start EXTRACTED MATERIAL

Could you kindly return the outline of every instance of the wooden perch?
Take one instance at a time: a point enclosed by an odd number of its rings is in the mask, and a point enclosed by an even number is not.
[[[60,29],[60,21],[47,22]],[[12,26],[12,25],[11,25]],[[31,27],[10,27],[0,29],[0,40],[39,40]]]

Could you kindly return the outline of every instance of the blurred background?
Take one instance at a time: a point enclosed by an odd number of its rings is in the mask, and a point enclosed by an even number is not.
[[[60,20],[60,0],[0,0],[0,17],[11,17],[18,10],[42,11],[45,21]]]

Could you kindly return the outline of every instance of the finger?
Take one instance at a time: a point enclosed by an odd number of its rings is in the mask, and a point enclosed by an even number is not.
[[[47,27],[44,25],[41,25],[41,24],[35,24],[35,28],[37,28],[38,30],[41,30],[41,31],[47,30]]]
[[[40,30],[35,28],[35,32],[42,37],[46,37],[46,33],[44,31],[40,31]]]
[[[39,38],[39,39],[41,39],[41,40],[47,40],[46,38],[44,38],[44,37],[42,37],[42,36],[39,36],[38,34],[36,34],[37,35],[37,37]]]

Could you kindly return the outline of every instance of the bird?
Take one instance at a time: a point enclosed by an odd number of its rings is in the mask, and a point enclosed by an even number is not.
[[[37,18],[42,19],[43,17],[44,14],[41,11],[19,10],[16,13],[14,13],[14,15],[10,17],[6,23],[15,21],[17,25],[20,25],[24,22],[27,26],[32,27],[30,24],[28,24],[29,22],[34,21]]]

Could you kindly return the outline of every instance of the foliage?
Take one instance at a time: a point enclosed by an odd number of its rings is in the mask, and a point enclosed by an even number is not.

end EXTRACTED MATERIAL

◆ AIM
Present every line of the records above as a numbered list, leaving out the blank lines.

◆ SOLUTION
1. Could you kindly return the outline of every instance of the wooden perch?
2. Take one instance at a time: a point enclosed by an odd number of its rings is in the mask, and a point enclosed by an even number is not.
3. [[[60,29],[60,21],[47,22]],[[12,26],[12,25],[11,25]],[[31,27],[10,27],[0,29],[0,40],[39,40]]]
4. Could you kindly return the outline of every instance of the blurred background?
5. Take one instance at a time: a point enclosed by an odd number of its rings is in the mask, and a point enclosed by an even number is not.
6. [[[60,20],[60,0],[0,0],[0,17],[11,17],[18,10],[42,11],[45,21]]]
7. Could you kindly return the outline of every instance of the finger?
8. Take one instance at a time: a point enclosed by an odd number of its rings is in the mask, and a point enclosed by an even number is not.
9. [[[47,27],[44,25],[41,25],[41,24],[35,24],[35,28],[37,28],[38,30],[41,30],[41,31],[47,30]]]
10. [[[40,30],[35,28],[35,32],[42,37],[46,37],[46,33],[44,31],[40,31]]]
11. [[[39,38],[39,39],[41,39],[41,40],[47,40],[46,38],[44,38],[44,37],[42,37],[42,36],[39,36],[38,34],[36,34],[37,35],[37,37]]]
12. Could you kindly return the outline of every instance of the bird?
13. Take one instance at a time: a point enclosed by an odd number of its rings is in the mask, and a point enclosed by an even number is not.
14. [[[37,18],[42,19],[43,17],[44,14],[41,11],[19,10],[16,13],[14,13],[14,15],[10,17],[6,23],[15,21],[17,25],[20,25],[24,22],[27,26],[32,27],[30,24],[28,24],[29,22],[34,21]]]
15. Could you kindly return the outline of every instance of the foliage?
16. Take one instance at a time: a point enclosed by an odd number of its rings is in the mask, and a point enclosed by an even number is not.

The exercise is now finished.